● WHAT THE TASK ASKS
Scan the data below and state how many of its lines contain the word "query", giving only the figure.

[Point localization data]
____

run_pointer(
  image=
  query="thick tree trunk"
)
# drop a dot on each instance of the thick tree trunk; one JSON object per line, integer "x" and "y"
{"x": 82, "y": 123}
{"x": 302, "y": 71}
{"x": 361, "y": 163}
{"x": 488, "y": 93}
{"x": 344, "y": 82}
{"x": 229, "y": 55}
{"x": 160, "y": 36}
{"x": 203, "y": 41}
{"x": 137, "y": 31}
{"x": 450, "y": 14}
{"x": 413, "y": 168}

____

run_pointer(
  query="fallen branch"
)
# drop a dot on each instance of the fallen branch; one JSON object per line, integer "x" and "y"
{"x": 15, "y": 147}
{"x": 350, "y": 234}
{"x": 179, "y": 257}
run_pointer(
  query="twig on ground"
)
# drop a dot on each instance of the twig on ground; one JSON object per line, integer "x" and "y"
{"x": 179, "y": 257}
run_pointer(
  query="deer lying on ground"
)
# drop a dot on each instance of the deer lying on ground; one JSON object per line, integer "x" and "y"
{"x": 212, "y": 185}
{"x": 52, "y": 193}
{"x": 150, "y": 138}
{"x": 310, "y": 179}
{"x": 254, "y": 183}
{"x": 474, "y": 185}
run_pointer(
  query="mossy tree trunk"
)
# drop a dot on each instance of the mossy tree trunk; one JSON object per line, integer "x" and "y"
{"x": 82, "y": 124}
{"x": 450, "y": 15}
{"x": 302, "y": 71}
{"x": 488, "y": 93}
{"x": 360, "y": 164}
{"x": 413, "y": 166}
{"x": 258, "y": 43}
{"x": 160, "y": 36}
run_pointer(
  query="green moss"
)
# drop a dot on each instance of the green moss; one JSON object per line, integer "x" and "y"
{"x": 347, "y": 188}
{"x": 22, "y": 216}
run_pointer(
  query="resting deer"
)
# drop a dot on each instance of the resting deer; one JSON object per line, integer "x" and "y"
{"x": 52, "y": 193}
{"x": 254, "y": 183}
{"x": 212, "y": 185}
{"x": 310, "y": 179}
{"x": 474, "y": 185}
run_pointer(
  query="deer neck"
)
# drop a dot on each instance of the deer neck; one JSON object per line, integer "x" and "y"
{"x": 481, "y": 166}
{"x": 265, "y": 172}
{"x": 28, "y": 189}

____

● FINAL ANSWER
8